→ Work required:
Output everything from the line containing "[indicate] striped long-sleeve" down through the end of the entries as a two-column CSV with the headers text and answer, one row per entry. Place each entry's text and its answer in a single quoted field apiece, replacing line breaks with spaces.

start Data rows

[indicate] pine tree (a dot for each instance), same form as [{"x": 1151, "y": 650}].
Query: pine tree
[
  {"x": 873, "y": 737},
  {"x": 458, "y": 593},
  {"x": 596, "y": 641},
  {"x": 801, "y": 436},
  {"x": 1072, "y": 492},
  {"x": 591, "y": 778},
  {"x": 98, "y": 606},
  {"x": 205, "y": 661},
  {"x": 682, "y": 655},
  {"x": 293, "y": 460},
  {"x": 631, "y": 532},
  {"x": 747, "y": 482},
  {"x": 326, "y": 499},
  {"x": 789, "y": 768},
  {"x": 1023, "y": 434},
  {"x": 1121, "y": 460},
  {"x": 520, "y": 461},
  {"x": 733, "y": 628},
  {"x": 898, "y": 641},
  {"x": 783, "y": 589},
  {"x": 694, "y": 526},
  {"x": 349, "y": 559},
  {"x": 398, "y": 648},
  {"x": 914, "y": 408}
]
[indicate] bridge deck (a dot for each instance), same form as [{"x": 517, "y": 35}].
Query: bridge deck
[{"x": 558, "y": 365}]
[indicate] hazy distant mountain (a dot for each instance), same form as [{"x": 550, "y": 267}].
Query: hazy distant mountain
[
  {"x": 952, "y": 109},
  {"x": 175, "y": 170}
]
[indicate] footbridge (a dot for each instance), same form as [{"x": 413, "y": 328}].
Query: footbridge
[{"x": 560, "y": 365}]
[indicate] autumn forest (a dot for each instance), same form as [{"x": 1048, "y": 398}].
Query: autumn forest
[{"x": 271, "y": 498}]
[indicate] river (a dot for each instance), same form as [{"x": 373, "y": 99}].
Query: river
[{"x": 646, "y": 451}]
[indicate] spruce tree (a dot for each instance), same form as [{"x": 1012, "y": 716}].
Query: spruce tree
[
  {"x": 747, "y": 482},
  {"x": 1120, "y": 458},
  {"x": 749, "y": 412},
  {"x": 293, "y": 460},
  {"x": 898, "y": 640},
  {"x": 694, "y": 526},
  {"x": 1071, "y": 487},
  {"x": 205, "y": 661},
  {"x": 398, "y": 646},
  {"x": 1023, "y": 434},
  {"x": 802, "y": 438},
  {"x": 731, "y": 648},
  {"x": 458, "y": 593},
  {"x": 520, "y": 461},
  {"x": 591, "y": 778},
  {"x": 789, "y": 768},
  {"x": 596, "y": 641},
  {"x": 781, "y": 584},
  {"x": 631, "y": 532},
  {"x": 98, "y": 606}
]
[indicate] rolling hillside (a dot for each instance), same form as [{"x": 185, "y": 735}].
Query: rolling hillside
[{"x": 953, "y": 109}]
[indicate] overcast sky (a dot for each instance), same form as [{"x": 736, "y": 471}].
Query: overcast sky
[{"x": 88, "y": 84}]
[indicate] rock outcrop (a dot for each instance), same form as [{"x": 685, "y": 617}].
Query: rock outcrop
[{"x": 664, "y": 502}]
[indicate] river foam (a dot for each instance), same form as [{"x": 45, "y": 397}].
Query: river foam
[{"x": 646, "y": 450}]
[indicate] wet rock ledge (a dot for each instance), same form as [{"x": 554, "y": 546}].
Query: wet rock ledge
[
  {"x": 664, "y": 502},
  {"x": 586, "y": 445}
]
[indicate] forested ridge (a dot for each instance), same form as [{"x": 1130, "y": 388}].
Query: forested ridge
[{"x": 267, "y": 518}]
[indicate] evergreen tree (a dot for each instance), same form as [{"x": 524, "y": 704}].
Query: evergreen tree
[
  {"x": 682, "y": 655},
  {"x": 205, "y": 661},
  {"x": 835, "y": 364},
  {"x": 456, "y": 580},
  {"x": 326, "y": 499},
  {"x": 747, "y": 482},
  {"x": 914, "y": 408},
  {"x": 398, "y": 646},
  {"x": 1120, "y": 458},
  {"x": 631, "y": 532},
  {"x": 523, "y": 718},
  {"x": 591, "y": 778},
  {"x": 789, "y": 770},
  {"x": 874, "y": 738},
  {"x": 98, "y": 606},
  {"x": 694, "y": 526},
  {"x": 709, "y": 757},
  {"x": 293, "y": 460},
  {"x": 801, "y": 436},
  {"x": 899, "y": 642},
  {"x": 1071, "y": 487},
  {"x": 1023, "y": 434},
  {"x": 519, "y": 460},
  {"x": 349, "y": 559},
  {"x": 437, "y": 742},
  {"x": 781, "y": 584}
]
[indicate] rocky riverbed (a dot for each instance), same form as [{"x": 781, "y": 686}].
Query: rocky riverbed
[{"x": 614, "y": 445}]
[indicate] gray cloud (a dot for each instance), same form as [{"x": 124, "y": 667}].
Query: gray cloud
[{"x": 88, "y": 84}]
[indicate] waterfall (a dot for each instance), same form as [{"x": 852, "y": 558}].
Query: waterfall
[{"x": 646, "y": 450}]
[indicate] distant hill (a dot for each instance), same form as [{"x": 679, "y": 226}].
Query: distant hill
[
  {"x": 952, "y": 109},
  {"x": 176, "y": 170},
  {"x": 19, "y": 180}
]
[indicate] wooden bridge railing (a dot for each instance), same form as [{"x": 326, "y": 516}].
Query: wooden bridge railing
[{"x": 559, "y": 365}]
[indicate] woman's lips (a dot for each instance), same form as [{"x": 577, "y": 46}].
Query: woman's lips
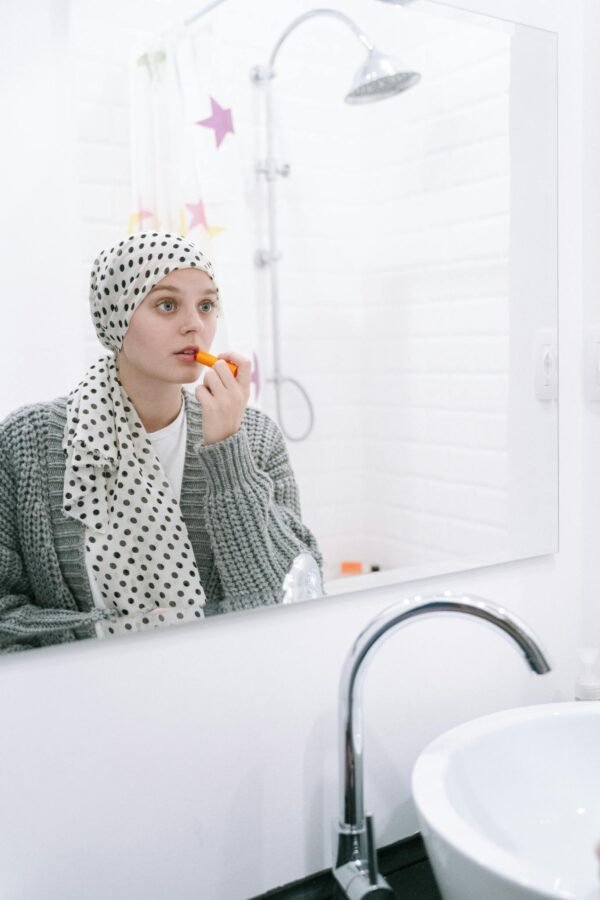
[{"x": 188, "y": 356}]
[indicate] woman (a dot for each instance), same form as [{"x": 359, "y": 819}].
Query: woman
[{"x": 130, "y": 504}]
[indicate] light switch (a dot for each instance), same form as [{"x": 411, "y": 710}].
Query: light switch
[{"x": 545, "y": 360}]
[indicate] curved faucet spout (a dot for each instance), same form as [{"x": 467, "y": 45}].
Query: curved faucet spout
[{"x": 352, "y": 829}]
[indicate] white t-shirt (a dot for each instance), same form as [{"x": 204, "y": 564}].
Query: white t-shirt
[{"x": 169, "y": 445}]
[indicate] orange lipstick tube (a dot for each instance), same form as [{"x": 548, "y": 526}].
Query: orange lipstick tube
[{"x": 207, "y": 359}]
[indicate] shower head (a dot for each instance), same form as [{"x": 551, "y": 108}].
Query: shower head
[{"x": 379, "y": 78}]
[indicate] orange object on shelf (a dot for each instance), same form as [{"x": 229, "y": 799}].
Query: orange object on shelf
[
  {"x": 351, "y": 567},
  {"x": 207, "y": 359}
]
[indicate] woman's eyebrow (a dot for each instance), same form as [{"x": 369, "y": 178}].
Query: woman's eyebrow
[{"x": 176, "y": 290}]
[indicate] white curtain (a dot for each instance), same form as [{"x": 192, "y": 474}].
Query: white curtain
[{"x": 188, "y": 173}]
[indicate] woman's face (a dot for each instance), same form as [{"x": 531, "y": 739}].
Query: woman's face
[{"x": 179, "y": 314}]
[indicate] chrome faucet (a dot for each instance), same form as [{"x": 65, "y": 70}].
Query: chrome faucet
[{"x": 355, "y": 868}]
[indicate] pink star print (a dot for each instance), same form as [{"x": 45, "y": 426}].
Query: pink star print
[{"x": 220, "y": 120}]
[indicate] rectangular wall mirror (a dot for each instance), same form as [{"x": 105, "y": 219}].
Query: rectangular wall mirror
[{"x": 390, "y": 267}]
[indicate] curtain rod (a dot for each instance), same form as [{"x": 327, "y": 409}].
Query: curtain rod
[{"x": 203, "y": 11}]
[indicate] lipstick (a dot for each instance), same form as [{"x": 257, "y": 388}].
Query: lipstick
[{"x": 207, "y": 359}]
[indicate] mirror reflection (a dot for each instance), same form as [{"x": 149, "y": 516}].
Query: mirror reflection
[{"x": 358, "y": 190}]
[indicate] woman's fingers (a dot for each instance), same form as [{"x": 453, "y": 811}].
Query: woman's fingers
[{"x": 242, "y": 362}]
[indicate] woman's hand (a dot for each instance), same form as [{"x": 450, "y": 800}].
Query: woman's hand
[{"x": 223, "y": 397}]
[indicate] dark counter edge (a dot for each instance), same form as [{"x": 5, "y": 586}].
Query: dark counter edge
[{"x": 391, "y": 859}]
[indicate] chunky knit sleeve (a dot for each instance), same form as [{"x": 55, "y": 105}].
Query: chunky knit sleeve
[
  {"x": 253, "y": 513},
  {"x": 26, "y": 619}
]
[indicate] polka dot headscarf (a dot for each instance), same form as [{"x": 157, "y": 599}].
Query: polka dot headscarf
[
  {"x": 123, "y": 275},
  {"x": 136, "y": 540}
]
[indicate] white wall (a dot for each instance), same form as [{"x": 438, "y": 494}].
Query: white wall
[
  {"x": 202, "y": 761},
  {"x": 40, "y": 342}
]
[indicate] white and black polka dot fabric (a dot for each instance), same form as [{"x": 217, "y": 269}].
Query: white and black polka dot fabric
[{"x": 136, "y": 540}]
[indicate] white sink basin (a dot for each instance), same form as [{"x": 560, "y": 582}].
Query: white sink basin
[{"x": 509, "y": 804}]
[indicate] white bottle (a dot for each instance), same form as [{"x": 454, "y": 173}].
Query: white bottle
[{"x": 587, "y": 684}]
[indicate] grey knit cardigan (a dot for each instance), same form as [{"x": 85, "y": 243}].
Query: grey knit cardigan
[{"x": 239, "y": 500}]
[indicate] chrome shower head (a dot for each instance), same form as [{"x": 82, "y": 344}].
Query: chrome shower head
[{"x": 378, "y": 78}]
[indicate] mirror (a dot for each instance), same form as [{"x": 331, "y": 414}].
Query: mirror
[{"x": 412, "y": 359}]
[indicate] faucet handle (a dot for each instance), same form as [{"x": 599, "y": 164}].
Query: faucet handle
[{"x": 371, "y": 849}]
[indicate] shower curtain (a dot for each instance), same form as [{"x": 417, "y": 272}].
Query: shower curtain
[{"x": 188, "y": 173}]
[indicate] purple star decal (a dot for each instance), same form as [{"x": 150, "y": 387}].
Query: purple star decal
[{"x": 220, "y": 121}]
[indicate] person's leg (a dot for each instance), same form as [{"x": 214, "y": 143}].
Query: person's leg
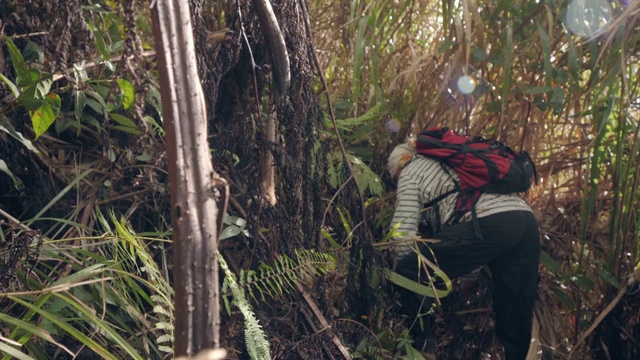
[
  {"x": 510, "y": 244},
  {"x": 515, "y": 278}
]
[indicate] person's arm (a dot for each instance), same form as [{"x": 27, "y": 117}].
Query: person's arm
[{"x": 407, "y": 214}]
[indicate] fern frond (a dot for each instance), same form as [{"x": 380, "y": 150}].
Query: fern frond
[
  {"x": 286, "y": 273},
  {"x": 256, "y": 340}
]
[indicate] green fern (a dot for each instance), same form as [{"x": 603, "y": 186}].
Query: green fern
[
  {"x": 256, "y": 340},
  {"x": 366, "y": 178},
  {"x": 286, "y": 273}
]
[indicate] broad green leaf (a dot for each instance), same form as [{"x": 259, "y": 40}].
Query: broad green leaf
[
  {"x": 564, "y": 299},
  {"x": 42, "y": 118},
  {"x": 97, "y": 105},
  {"x": 229, "y": 232},
  {"x": 43, "y": 84},
  {"x": 416, "y": 287},
  {"x": 20, "y": 67},
  {"x": 11, "y": 86},
  {"x": 53, "y": 99},
  {"x": 128, "y": 130},
  {"x": 128, "y": 93},
  {"x": 123, "y": 120},
  {"x": 33, "y": 52}
]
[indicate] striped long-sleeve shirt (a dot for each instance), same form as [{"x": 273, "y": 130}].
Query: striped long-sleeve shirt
[{"x": 423, "y": 180}]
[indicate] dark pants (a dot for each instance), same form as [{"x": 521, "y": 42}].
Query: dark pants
[{"x": 510, "y": 246}]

end Data rows

→ Task output:
text,answer
"[indicate] striped long-sleeve shirt (a dot for each instance), same form as [{""x"": 273, ""y"": 130}]. Query: striped long-sleeve shirt","[{""x"": 423, ""y"": 180}]"
"[indicate] dark pants (a dot for each instance), same form as [{""x"": 521, ""y"": 42}]. Query: dark pants","[{""x"": 510, ""y"": 246}]"